[Dataset entries]
▼

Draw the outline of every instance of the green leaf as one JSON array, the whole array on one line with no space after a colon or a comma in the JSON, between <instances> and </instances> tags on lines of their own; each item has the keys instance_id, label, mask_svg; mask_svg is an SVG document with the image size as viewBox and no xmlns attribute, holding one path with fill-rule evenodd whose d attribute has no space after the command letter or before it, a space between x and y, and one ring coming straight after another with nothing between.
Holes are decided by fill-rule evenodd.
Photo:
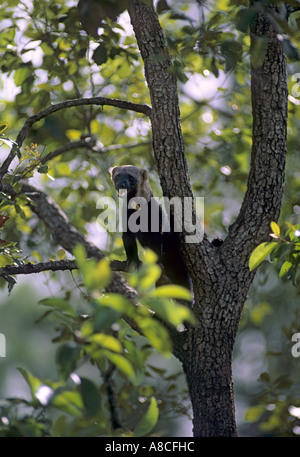
<instances>
[{"instance_id":1,"label":"green leaf","mask_svg":"<svg viewBox=\"0 0 300 457\"><path fill-rule=\"evenodd\" d=\"M225 58L225 70L235 68L237 62L242 60L243 47L238 41L227 40L221 44L221 53Z\"/></svg>"},{"instance_id":2,"label":"green leaf","mask_svg":"<svg viewBox=\"0 0 300 457\"><path fill-rule=\"evenodd\" d=\"M39 301L40 305L50 306L51 308L56 308L59 311L64 311L72 317L76 317L77 314L71 305L64 300L63 298L56 298L56 297L49 297L43 298L43 300Z\"/></svg>"},{"instance_id":3,"label":"green leaf","mask_svg":"<svg viewBox=\"0 0 300 457\"><path fill-rule=\"evenodd\" d=\"M37 171L38 171L38 173L45 174L45 173L48 173L49 167L48 167L48 165L42 165L41 167L39 167L37 169Z\"/></svg>"},{"instance_id":4,"label":"green leaf","mask_svg":"<svg viewBox=\"0 0 300 457\"><path fill-rule=\"evenodd\" d=\"M21 86L23 82L32 75L32 68L27 64L21 65L14 74L14 82L16 86Z\"/></svg>"},{"instance_id":5,"label":"green leaf","mask_svg":"<svg viewBox=\"0 0 300 457\"><path fill-rule=\"evenodd\" d=\"M271 315L273 309L268 302L261 302L250 311L250 319L254 325L260 326L265 317Z\"/></svg>"},{"instance_id":6,"label":"green leaf","mask_svg":"<svg viewBox=\"0 0 300 457\"><path fill-rule=\"evenodd\" d=\"M237 28L241 32L247 33L248 28L251 26L256 15L257 15L256 8L243 8L243 9L239 10L236 15Z\"/></svg>"},{"instance_id":7,"label":"green leaf","mask_svg":"<svg viewBox=\"0 0 300 457\"><path fill-rule=\"evenodd\" d=\"M99 310L97 309L93 319L93 330L95 332L103 332L110 329L112 324L120 319L121 315L122 313L111 308L103 307Z\"/></svg>"},{"instance_id":8,"label":"green leaf","mask_svg":"<svg viewBox=\"0 0 300 457\"><path fill-rule=\"evenodd\" d=\"M276 222L271 222L271 229L273 230L273 233L275 233L275 235L280 235L280 228L276 224Z\"/></svg>"},{"instance_id":9,"label":"green leaf","mask_svg":"<svg viewBox=\"0 0 300 457\"><path fill-rule=\"evenodd\" d=\"M93 52L93 60L97 65L102 65L107 61L107 59L107 48L104 43L101 43Z\"/></svg>"},{"instance_id":10,"label":"green leaf","mask_svg":"<svg viewBox=\"0 0 300 457\"><path fill-rule=\"evenodd\" d=\"M79 391L88 416L95 416L101 406L99 390L87 378L80 378Z\"/></svg>"},{"instance_id":11,"label":"green leaf","mask_svg":"<svg viewBox=\"0 0 300 457\"><path fill-rule=\"evenodd\" d=\"M107 350L102 351L102 355L106 357L108 360L110 360L118 368L119 371L124 373L124 375L127 376L131 380L131 382L135 382L136 376L133 366L131 362L129 362L129 360L126 359L126 357Z\"/></svg>"},{"instance_id":12,"label":"green leaf","mask_svg":"<svg viewBox=\"0 0 300 457\"><path fill-rule=\"evenodd\" d=\"M161 14L164 11L170 11L170 7L167 4L166 0L158 0L157 5L156 5L156 11L157 14Z\"/></svg>"},{"instance_id":13,"label":"green leaf","mask_svg":"<svg viewBox=\"0 0 300 457\"><path fill-rule=\"evenodd\" d=\"M148 294L149 297L177 298L179 300L191 300L192 295L189 290L182 286L168 284L160 286Z\"/></svg>"},{"instance_id":14,"label":"green leaf","mask_svg":"<svg viewBox=\"0 0 300 457\"><path fill-rule=\"evenodd\" d=\"M282 278L283 276L285 276L291 269L292 265L293 265L292 262L290 262L289 260L286 260L280 269L279 278Z\"/></svg>"},{"instance_id":15,"label":"green leaf","mask_svg":"<svg viewBox=\"0 0 300 457\"><path fill-rule=\"evenodd\" d=\"M7 125L8 125L8 122L3 122L3 123L0 125L0 134L2 134L2 132L4 132L4 130L7 129Z\"/></svg>"},{"instance_id":16,"label":"green leaf","mask_svg":"<svg viewBox=\"0 0 300 457\"><path fill-rule=\"evenodd\" d=\"M30 387L31 395L34 399L36 399L36 392L39 387L41 387L44 383L38 379L37 377L33 376L29 371L25 370L24 368L17 368L18 371L21 373L21 375L24 377L26 380L27 384Z\"/></svg>"},{"instance_id":17,"label":"green leaf","mask_svg":"<svg viewBox=\"0 0 300 457\"><path fill-rule=\"evenodd\" d=\"M179 305L170 299L145 297L142 299L142 304L175 327L183 324L185 321L195 323L195 318L187 306Z\"/></svg>"},{"instance_id":18,"label":"green leaf","mask_svg":"<svg viewBox=\"0 0 300 457\"><path fill-rule=\"evenodd\" d=\"M209 30L212 27L216 27L217 25L220 24L220 22L222 22L223 19L224 19L224 13L222 13L221 11L217 11L207 22L207 25L206 25L207 29Z\"/></svg>"},{"instance_id":19,"label":"green leaf","mask_svg":"<svg viewBox=\"0 0 300 457\"><path fill-rule=\"evenodd\" d=\"M185 74L184 66L182 62L178 59L174 59L172 64L169 68L169 71L182 83L186 83L188 81L188 77Z\"/></svg>"},{"instance_id":20,"label":"green leaf","mask_svg":"<svg viewBox=\"0 0 300 457\"><path fill-rule=\"evenodd\" d=\"M143 335L149 340L152 347L160 354L168 357L171 353L172 346L169 333L165 327L154 320L153 317L136 315L134 320L141 329Z\"/></svg>"},{"instance_id":21,"label":"green leaf","mask_svg":"<svg viewBox=\"0 0 300 457\"><path fill-rule=\"evenodd\" d=\"M144 417L140 420L140 422L135 427L133 433L134 436L146 436L148 435L155 425L157 424L159 417L159 409L157 406L157 401L154 397L151 397L150 406L144 415Z\"/></svg>"},{"instance_id":22,"label":"green leaf","mask_svg":"<svg viewBox=\"0 0 300 457\"><path fill-rule=\"evenodd\" d=\"M105 294L103 297L97 299L96 303L100 309L103 307L111 308L118 313L128 315L132 315L134 312L133 304L120 294Z\"/></svg>"},{"instance_id":23,"label":"green leaf","mask_svg":"<svg viewBox=\"0 0 300 457\"><path fill-rule=\"evenodd\" d=\"M249 268L250 271L254 270L254 268L258 267L262 263L262 261L273 251L273 249L278 246L278 243L268 242L260 244L257 246L254 251L252 252L250 259L249 259Z\"/></svg>"},{"instance_id":24,"label":"green leaf","mask_svg":"<svg viewBox=\"0 0 300 457\"><path fill-rule=\"evenodd\" d=\"M161 268L159 265L146 264L131 275L129 284L135 289L144 292L154 287L160 276Z\"/></svg>"},{"instance_id":25,"label":"green leaf","mask_svg":"<svg viewBox=\"0 0 300 457\"><path fill-rule=\"evenodd\" d=\"M297 47L290 40L285 39L282 42L282 47L286 56L292 61L299 60L299 52Z\"/></svg>"},{"instance_id":26,"label":"green leaf","mask_svg":"<svg viewBox=\"0 0 300 457\"><path fill-rule=\"evenodd\" d=\"M66 257L66 251L64 249L59 249L57 252L57 257L59 260L62 260Z\"/></svg>"},{"instance_id":27,"label":"green leaf","mask_svg":"<svg viewBox=\"0 0 300 457\"><path fill-rule=\"evenodd\" d=\"M6 265L13 265L14 259L7 254L0 255L0 268L6 267Z\"/></svg>"},{"instance_id":28,"label":"green leaf","mask_svg":"<svg viewBox=\"0 0 300 457\"><path fill-rule=\"evenodd\" d=\"M56 352L56 365L63 379L67 379L70 373L75 370L81 348L71 344L63 344Z\"/></svg>"},{"instance_id":29,"label":"green leaf","mask_svg":"<svg viewBox=\"0 0 300 457\"><path fill-rule=\"evenodd\" d=\"M109 284L111 269L109 260L104 258L97 262L94 259L86 259L85 249L81 244L74 248L74 255L85 287L88 290L103 289Z\"/></svg>"},{"instance_id":30,"label":"green leaf","mask_svg":"<svg viewBox=\"0 0 300 457\"><path fill-rule=\"evenodd\" d=\"M57 393L51 404L75 417L80 417L82 415L82 410L84 409L80 393L72 392L70 390Z\"/></svg>"},{"instance_id":31,"label":"green leaf","mask_svg":"<svg viewBox=\"0 0 300 457\"><path fill-rule=\"evenodd\" d=\"M245 420L247 422L256 422L261 417L264 411L265 407L263 405L251 406L246 411Z\"/></svg>"},{"instance_id":32,"label":"green leaf","mask_svg":"<svg viewBox=\"0 0 300 457\"><path fill-rule=\"evenodd\" d=\"M108 259L102 259L96 263L92 274L92 285L97 289L108 286L111 278L111 269Z\"/></svg>"},{"instance_id":33,"label":"green leaf","mask_svg":"<svg viewBox=\"0 0 300 457\"><path fill-rule=\"evenodd\" d=\"M90 343L95 343L99 346L102 346L106 349L109 349L113 352L122 352L122 344L119 340L111 335L105 335L104 333L95 333L94 335L90 336L88 341Z\"/></svg>"}]
</instances>

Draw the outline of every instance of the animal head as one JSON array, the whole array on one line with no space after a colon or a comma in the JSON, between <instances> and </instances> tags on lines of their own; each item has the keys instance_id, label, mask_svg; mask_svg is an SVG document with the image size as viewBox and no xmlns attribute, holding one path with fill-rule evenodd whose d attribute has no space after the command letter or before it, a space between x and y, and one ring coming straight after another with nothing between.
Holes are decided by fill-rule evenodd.
<instances>
[{"instance_id":1,"label":"animal head","mask_svg":"<svg viewBox=\"0 0 300 457\"><path fill-rule=\"evenodd\" d=\"M152 196L148 172L144 168L133 165L117 166L111 170L111 179L120 197L144 197L149 201Z\"/></svg>"}]
</instances>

▲

INSTRUCTIONS FOR THE TASK >> Working down the entries above, count each line in which "coming" occurs, and state only the resulting number.

TASK RESULT >> 2